**Available data:**
=== Section Start ===
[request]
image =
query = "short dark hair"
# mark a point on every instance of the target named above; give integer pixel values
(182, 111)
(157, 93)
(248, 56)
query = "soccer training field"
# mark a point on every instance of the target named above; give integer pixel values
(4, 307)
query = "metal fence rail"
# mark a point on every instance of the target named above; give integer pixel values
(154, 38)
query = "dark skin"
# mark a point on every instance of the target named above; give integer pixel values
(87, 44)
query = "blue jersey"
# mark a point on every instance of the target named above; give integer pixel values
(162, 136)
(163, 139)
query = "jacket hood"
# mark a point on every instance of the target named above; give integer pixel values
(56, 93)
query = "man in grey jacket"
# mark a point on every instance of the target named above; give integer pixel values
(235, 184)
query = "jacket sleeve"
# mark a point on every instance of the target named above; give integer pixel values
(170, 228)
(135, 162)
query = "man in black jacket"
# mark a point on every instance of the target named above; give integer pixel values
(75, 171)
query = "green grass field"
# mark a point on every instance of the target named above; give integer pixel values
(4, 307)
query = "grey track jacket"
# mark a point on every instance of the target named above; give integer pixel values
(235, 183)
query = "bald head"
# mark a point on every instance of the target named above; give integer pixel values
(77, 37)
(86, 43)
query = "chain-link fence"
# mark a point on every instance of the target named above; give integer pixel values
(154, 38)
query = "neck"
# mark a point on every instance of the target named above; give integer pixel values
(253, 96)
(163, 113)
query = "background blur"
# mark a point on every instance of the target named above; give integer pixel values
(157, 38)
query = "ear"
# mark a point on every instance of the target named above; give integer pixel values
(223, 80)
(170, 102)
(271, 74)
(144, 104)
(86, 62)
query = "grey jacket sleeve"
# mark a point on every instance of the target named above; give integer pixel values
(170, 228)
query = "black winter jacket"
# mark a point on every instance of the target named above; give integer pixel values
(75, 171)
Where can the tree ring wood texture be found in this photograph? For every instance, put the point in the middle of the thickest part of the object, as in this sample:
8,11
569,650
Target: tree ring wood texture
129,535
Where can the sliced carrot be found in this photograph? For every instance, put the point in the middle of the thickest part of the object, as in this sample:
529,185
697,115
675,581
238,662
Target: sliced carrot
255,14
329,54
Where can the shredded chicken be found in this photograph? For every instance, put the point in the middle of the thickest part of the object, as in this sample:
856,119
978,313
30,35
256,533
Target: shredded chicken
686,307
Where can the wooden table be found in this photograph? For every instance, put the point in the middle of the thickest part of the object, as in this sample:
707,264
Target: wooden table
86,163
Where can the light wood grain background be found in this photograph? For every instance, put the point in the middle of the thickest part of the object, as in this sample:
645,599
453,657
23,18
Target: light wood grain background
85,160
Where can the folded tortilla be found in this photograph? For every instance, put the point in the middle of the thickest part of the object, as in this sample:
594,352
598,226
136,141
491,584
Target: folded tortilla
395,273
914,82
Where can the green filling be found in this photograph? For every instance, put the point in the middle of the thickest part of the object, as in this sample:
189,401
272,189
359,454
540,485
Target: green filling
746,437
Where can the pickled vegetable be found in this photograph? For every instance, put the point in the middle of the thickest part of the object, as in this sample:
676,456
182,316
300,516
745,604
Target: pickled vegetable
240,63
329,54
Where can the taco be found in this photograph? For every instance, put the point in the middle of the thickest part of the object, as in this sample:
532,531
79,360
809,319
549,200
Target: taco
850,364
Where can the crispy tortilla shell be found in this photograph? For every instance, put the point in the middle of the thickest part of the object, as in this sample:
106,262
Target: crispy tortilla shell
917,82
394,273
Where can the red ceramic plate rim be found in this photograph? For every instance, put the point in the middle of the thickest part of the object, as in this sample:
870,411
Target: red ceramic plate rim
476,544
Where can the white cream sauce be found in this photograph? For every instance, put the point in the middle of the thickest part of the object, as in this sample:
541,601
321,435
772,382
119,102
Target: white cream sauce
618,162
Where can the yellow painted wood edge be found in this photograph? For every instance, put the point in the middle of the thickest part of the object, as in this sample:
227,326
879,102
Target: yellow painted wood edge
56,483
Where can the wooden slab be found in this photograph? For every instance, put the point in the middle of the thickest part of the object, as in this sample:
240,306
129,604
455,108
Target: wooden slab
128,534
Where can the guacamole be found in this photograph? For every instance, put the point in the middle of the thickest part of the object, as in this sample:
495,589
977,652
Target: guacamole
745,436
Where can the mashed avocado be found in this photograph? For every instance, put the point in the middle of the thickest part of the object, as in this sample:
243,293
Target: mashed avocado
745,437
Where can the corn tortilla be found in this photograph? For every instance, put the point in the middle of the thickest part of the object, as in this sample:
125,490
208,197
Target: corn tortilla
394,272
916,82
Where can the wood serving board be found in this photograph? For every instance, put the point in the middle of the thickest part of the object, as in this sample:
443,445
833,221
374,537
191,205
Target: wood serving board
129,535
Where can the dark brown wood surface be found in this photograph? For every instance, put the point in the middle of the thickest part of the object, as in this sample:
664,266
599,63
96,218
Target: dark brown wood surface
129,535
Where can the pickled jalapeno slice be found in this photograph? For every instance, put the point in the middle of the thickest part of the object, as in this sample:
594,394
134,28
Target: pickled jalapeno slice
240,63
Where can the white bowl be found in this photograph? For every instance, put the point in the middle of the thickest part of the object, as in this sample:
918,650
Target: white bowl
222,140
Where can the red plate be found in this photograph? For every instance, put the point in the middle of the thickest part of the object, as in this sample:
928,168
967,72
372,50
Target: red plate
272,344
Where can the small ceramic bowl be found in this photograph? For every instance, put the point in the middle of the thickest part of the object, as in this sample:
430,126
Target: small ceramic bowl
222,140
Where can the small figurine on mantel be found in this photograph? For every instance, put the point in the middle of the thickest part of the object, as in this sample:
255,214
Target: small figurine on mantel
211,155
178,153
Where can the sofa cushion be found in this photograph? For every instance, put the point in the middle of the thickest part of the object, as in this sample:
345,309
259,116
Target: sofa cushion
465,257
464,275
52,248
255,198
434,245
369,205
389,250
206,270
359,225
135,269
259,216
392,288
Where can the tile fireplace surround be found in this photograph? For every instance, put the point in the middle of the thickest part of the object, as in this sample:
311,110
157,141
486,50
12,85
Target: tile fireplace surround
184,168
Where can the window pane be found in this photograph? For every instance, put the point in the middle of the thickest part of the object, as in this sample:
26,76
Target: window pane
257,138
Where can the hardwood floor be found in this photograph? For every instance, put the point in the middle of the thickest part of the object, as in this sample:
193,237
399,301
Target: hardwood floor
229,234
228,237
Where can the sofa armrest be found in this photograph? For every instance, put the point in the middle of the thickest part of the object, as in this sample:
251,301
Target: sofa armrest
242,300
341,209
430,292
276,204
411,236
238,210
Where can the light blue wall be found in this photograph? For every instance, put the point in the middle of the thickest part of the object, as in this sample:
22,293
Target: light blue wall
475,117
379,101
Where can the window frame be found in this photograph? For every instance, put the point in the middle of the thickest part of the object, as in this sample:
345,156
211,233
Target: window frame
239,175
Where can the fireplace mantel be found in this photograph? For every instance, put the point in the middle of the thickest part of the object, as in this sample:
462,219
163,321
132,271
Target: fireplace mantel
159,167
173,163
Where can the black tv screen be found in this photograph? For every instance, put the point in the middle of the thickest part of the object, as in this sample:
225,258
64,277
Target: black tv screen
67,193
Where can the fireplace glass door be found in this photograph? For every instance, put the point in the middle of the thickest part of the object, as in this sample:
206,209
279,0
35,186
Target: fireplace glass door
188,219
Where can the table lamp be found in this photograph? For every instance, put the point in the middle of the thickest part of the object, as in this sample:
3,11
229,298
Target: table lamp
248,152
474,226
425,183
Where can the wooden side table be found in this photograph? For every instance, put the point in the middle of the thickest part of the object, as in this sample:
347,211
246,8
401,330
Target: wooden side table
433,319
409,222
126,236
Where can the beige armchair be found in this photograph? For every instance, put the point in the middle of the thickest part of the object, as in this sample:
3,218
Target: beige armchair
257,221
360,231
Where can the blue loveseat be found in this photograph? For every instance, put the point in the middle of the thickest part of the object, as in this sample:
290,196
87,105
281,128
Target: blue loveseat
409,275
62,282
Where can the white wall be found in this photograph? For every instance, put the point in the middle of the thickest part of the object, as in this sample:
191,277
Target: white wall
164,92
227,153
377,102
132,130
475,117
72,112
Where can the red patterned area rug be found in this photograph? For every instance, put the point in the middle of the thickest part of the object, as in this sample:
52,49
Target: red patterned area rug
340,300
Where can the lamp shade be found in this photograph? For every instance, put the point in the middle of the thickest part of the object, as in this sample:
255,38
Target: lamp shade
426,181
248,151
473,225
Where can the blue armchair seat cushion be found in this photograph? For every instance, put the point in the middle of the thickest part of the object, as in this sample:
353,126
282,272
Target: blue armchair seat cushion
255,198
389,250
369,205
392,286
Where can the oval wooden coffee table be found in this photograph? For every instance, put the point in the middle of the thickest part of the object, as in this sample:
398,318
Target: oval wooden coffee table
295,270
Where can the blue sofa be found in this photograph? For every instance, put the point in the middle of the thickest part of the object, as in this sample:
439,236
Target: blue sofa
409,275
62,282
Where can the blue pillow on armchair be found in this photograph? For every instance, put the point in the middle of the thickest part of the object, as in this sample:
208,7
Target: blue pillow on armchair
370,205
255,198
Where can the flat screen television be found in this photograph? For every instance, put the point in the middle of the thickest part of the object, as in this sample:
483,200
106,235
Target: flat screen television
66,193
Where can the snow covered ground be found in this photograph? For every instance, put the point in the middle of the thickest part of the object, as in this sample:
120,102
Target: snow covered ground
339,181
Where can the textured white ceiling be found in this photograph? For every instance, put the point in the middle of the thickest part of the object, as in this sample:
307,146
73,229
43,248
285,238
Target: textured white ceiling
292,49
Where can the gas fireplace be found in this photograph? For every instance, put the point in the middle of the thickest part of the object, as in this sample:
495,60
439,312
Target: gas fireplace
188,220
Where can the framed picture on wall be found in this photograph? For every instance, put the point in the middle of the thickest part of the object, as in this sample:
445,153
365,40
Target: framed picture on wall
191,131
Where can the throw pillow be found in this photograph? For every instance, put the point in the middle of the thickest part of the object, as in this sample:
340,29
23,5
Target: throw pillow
=== Section End ===
**What this task involves:** Please count the lines that hold "jacket" in this data and report the total alone.

**Response to this exercise:** 7